*AIM:*
Reproduce the lines from the one containing "For each instance of the fried" through the end of the lines, keeping both ends and leaving the pictures out of your answer.

*SUPPLIED RECORDS:*
◆ ◆ ◆ ◆ ◆ ◆ ◆

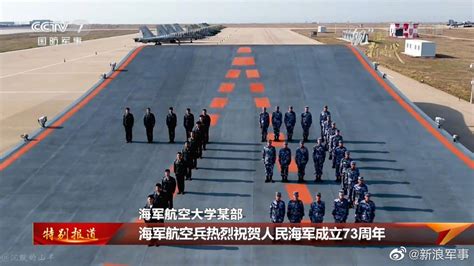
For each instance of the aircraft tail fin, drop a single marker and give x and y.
(178, 28)
(146, 33)
(161, 30)
(169, 28)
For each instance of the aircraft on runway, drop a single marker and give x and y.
(168, 33)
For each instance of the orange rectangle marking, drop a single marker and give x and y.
(257, 87)
(278, 144)
(305, 195)
(262, 102)
(214, 119)
(244, 50)
(233, 74)
(226, 87)
(252, 73)
(243, 61)
(292, 168)
(219, 102)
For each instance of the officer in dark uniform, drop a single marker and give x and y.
(323, 116)
(171, 122)
(334, 140)
(326, 126)
(277, 119)
(317, 210)
(331, 131)
(295, 210)
(169, 186)
(149, 123)
(161, 199)
(345, 163)
(269, 158)
(349, 178)
(284, 158)
(206, 122)
(128, 124)
(365, 211)
(341, 208)
(188, 122)
(150, 204)
(199, 135)
(194, 147)
(290, 122)
(277, 209)
(188, 159)
(264, 120)
(204, 131)
(319, 156)
(338, 154)
(358, 191)
(306, 121)
(180, 170)
(301, 159)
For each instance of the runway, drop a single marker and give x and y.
(84, 171)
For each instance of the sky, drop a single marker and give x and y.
(237, 11)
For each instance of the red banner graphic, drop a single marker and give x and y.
(326, 234)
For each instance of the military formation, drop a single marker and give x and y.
(294, 212)
(354, 193)
(197, 136)
(200, 128)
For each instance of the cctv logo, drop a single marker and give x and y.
(47, 26)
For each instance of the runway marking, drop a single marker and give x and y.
(40, 92)
(243, 61)
(244, 50)
(469, 162)
(257, 87)
(292, 168)
(305, 195)
(252, 73)
(226, 87)
(20, 152)
(262, 102)
(214, 119)
(233, 74)
(219, 102)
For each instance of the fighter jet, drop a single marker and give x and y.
(149, 37)
(168, 33)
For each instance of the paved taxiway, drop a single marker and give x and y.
(84, 170)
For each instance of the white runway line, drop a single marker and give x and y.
(40, 92)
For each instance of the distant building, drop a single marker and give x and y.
(355, 36)
(7, 23)
(420, 48)
(40, 21)
(403, 30)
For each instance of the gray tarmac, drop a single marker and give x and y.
(84, 171)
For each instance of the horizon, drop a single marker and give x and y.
(248, 12)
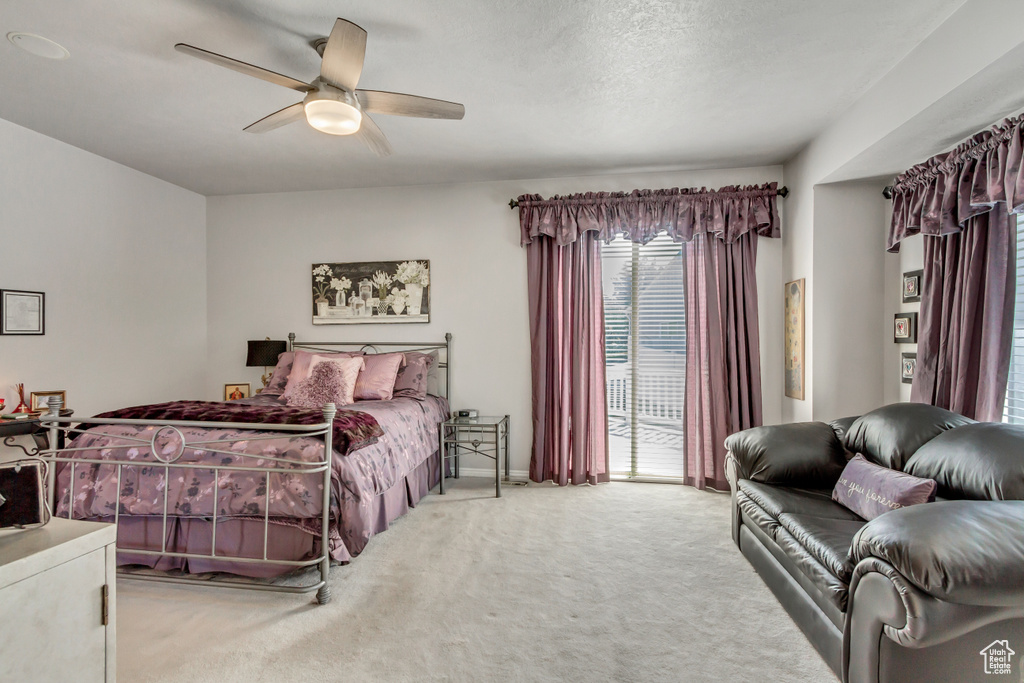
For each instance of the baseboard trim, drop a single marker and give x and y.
(488, 473)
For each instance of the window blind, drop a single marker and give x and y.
(645, 348)
(1014, 410)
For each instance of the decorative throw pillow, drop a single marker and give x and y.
(870, 489)
(412, 380)
(329, 382)
(376, 382)
(302, 367)
(279, 380)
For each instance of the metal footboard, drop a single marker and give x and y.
(168, 430)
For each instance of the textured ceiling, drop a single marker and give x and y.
(551, 88)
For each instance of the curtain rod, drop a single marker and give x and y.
(782, 191)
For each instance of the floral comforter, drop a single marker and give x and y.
(370, 462)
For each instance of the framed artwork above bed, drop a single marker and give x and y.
(371, 292)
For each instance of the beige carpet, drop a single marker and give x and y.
(622, 582)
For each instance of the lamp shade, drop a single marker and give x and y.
(264, 352)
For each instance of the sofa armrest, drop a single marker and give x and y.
(965, 552)
(801, 454)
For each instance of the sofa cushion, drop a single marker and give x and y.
(891, 434)
(970, 552)
(826, 540)
(776, 500)
(983, 461)
(842, 425)
(801, 454)
(834, 589)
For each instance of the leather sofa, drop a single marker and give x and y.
(932, 592)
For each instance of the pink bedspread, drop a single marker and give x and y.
(410, 436)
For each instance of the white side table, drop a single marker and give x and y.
(57, 602)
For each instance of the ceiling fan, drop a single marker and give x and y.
(332, 103)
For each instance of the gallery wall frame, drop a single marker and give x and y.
(795, 298)
(23, 312)
(905, 328)
(371, 292)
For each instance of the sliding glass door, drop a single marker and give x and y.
(645, 347)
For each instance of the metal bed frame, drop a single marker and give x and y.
(169, 429)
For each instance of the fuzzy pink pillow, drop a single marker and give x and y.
(376, 382)
(302, 366)
(329, 382)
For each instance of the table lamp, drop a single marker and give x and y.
(264, 352)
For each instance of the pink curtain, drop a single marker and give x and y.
(562, 237)
(566, 328)
(723, 361)
(960, 201)
(967, 317)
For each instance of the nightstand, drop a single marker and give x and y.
(31, 426)
(481, 436)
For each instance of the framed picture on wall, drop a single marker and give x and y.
(23, 312)
(795, 339)
(905, 329)
(236, 391)
(371, 292)
(908, 368)
(39, 400)
(911, 286)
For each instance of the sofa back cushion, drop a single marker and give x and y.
(983, 462)
(889, 435)
(870, 489)
(800, 454)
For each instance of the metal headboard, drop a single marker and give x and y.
(443, 359)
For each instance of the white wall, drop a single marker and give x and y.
(850, 289)
(260, 249)
(121, 257)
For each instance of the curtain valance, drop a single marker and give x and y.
(640, 215)
(939, 196)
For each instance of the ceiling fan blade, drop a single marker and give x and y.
(244, 68)
(373, 136)
(280, 118)
(396, 103)
(343, 55)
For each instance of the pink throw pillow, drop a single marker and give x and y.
(412, 380)
(376, 382)
(302, 367)
(279, 380)
(330, 381)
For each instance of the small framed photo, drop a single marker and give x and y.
(236, 391)
(905, 329)
(908, 368)
(39, 400)
(911, 286)
(23, 312)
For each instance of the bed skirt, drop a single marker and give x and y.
(244, 538)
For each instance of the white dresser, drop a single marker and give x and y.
(56, 603)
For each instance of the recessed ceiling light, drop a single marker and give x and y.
(42, 47)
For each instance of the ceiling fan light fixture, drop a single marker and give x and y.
(332, 111)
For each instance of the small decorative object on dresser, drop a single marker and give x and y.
(39, 400)
(23, 312)
(909, 367)
(371, 292)
(905, 329)
(911, 286)
(264, 352)
(20, 408)
(236, 391)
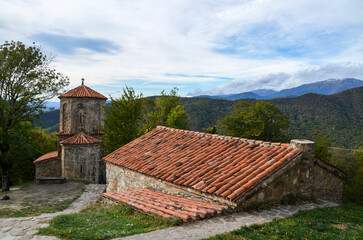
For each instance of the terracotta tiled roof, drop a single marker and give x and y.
(46, 156)
(64, 133)
(80, 139)
(165, 205)
(228, 167)
(82, 91)
(98, 132)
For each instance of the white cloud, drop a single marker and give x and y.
(279, 81)
(158, 38)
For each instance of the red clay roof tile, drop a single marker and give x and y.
(166, 205)
(81, 139)
(46, 156)
(64, 133)
(214, 164)
(82, 91)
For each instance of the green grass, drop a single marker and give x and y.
(35, 208)
(79, 180)
(21, 185)
(343, 222)
(100, 222)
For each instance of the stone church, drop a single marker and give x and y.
(79, 154)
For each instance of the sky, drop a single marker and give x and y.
(200, 47)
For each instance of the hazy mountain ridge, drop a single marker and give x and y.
(340, 116)
(326, 87)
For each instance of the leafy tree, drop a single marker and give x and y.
(169, 112)
(212, 130)
(177, 118)
(260, 120)
(122, 120)
(322, 144)
(26, 81)
(31, 143)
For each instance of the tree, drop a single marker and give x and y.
(260, 120)
(26, 82)
(31, 143)
(130, 116)
(177, 118)
(322, 144)
(122, 120)
(168, 111)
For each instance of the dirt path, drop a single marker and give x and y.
(23, 228)
(40, 196)
(227, 223)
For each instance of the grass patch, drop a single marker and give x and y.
(343, 222)
(79, 180)
(35, 208)
(21, 185)
(101, 222)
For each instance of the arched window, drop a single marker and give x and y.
(64, 116)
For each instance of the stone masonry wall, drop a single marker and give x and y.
(327, 185)
(83, 162)
(48, 168)
(306, 178)
(119, 179)
(287, 183)
(81, 114)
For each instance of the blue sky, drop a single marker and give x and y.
(201, 47)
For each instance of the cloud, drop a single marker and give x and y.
(191, 44)
(279, 81)
(69, 44)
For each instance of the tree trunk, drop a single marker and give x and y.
(5, 178)
(5, 166)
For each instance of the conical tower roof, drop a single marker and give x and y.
(82, 91)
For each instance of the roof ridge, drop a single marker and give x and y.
(81, 137)
(224, 137)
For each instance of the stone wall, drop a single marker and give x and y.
(327, 185)
(119, 179)
(81, 114)
(48, 168)
(83, 162)
(306, 178)
(275, 189)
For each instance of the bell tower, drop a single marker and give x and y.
(81, 110)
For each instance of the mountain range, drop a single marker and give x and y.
(326, 87)
(339, 116)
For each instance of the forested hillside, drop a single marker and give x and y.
(340, 116)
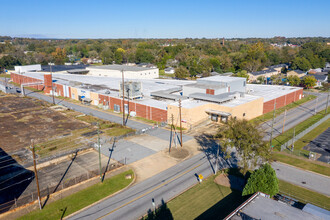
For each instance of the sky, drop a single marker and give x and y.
(164, 19)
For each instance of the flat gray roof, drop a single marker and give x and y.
(265, 208)
(120, 67)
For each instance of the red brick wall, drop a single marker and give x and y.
(19, 79)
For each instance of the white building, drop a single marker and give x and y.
(27, 68)
(130, 72)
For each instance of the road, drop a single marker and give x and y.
(294, 116)
(134, 202)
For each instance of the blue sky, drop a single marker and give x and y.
(165, 19)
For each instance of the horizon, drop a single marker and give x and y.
(165, 20)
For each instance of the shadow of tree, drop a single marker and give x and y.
(161, 213)
(224, 207)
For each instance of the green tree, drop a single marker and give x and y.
(248, 141)
(262, 180)
(243, 74)
(181, 72)
(301, 63)
(293, 80)
(309, 81)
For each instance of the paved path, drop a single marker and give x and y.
(310, 180)
(134, 202)
(294, 116)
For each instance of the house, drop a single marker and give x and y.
(263, 73)
(169, 70)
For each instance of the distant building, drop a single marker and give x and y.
(130, 72)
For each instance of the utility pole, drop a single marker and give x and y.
(36, 172)
(284, 121)
(271, 132)
(99, 145)
(180, 122)
(315, 105)
(216, 159)
(123, 86)
(326, 108)
(294, 136)
(51, 73)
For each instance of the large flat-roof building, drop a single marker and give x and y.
(131, 72)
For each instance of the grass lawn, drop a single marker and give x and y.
(81, 199)
(304, 195)
(302, 142)
(205, 201)
(269, 115)
(282, 138)
(302, 163)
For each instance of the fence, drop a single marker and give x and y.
(303, 133)
(46, 192)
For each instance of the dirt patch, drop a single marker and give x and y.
(179, 153)
(231, 181)
(23, 119)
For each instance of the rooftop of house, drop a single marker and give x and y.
(120, 67)
(261, 207)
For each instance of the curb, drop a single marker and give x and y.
(105, 198)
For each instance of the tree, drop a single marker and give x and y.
(293, 80)
(181, 72)
(261, 79)
(301, 63)
(309, 81)
(248, 141)
(262, 180)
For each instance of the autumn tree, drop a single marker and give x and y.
(247, 139)
(309, 81)
(293, 80)
(262, 180)
(59, 56)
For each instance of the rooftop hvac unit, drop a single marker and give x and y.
(132, 90)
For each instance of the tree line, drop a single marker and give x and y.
(190, 56)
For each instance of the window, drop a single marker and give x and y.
(116, 108)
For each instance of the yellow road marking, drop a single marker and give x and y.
(150, 191)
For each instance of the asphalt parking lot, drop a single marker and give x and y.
(321, 145)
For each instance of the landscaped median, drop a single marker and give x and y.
(269, 115)
(304, 195)
(83, 198)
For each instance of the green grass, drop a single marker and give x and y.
(205, 201)
(302, 142)
(118, 131)
(5, 75)
(302, 163)
(82, 198)
(283, 138)
(269, 115)
(304, 195)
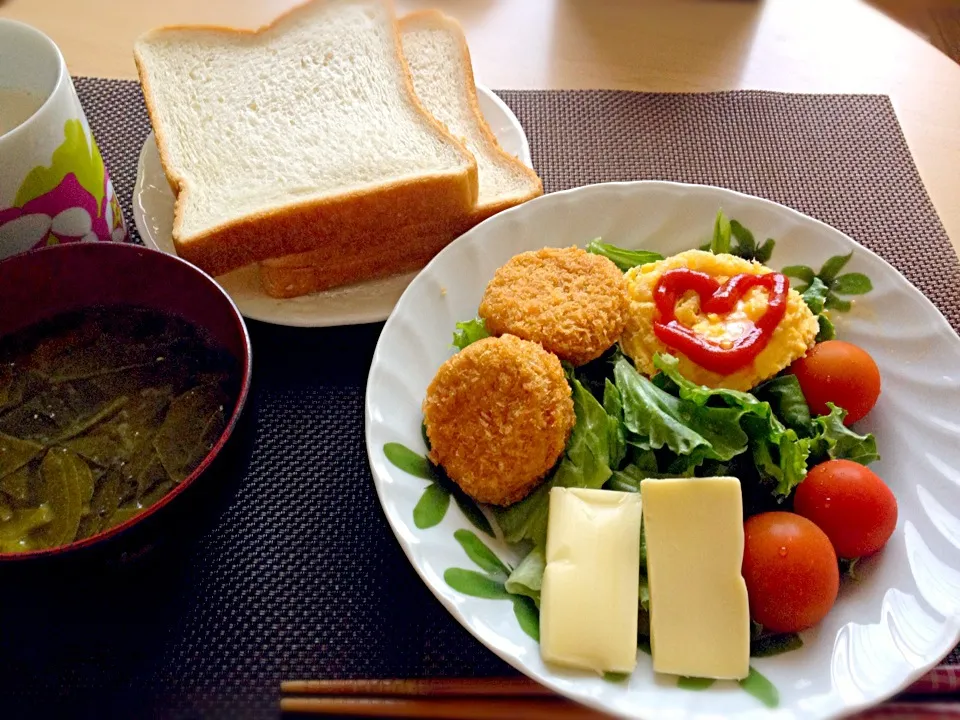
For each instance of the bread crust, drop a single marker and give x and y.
(426, 18)
(306, 226)
(403, 252)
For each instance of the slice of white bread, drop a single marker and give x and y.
(278, 139)
(439, 62)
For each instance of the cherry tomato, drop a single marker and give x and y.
(841, 373)
(790, 569)
(853, 506)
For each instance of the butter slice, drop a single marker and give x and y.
(699, 615)
(589, 598)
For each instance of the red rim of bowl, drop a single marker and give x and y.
(181, 487)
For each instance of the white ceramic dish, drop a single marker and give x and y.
(894, 623)
(362, 303)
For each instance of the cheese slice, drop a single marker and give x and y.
(699, 616)
(589, 598)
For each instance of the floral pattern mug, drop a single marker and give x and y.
(54, 187)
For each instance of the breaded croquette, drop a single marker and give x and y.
(570, 301)
(498, 415)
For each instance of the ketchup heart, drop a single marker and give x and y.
(718, 299)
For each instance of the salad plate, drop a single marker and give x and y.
(350, 305)
(892, 622)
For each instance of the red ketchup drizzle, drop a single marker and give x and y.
(718, 299)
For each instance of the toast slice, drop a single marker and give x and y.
(439, 62)
(278, 139)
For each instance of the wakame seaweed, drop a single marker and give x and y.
(103, 412)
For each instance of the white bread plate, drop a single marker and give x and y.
(350, 305)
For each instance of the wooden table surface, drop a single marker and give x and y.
(655, 45)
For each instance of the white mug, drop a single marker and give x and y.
(54, 186)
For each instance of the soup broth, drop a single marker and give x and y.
(102, 413)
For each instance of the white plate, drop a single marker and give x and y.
(361, 303)
(896, 622)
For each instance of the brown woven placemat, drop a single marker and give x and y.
(299, 576)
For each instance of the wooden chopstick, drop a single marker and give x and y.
(488, 687)
(432, 699)
(443, 708)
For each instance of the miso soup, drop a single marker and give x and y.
(102, 413)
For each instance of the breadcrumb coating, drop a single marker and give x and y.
(498, 416)
(570, 301)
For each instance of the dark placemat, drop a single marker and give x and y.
(295, 573)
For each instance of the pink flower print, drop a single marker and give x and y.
(39, 222)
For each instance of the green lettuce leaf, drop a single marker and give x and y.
(779, 454)
(622, 258)
(586, 464)
(815, 295)
(834, 440)
(721, 234)
(613, 406)
(654, 418)
(827, 330)
(527, 578)
(468, 332)
(787, 400)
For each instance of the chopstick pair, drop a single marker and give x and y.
(481, 698)
(433, 699)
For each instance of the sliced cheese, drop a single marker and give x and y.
(699, 616)
(589, 599)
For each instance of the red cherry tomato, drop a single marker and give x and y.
(853, 506)
(790, 570)
(841, 373)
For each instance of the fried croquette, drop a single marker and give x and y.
(795, 334)
(498, 415)
(570, 301)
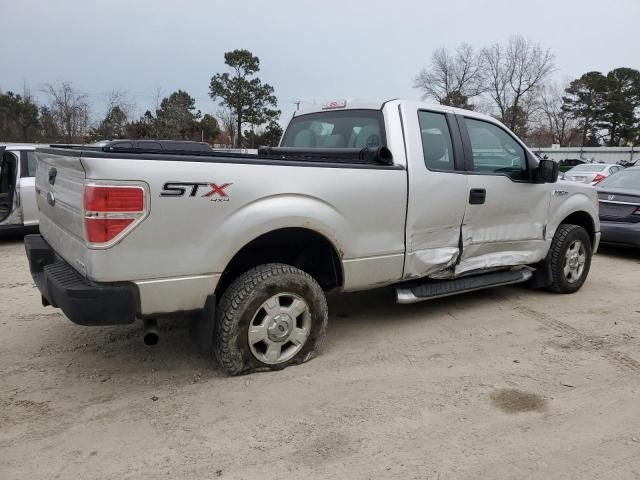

◆ ◆ ◆ ◆ ◆ ◆ ◆

*WRITTEN RESPONSE:*
For each instance of the fried croquette, drop a single marker and give x and y.
(795, 334)
(498, 415)
(570, 301)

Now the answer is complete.